AIM
Write out every item below word for word, leaving out the pictures.

-- THE INPUT start --

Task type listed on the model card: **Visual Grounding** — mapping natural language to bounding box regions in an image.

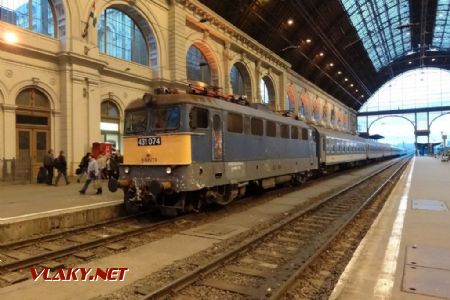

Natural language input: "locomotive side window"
[227,113,244,133]
[125,110,147,133]
[302,128,308,141]
[281,124,289,139]
[291,126,298,140]
[251,118,264,135]
[266,121,277,137]
[150,106,180,131]
[189,107,209,129]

-- THE INPUT end --

OUTPUT FOR THIS TASK
Task type listed on the model card: **Visual Grounding** — mapping natural language to bounding box regions in an image.


Natural language input: "locomotive side window"
[227,113,244,133]
[125,110,147,133]
[302,128,308,141]
[281,124,289,139]
[291,126,298,140]
[251,118,264,135]
[266,121,277,137]
[150,106,180,131]
[189,107,209,129]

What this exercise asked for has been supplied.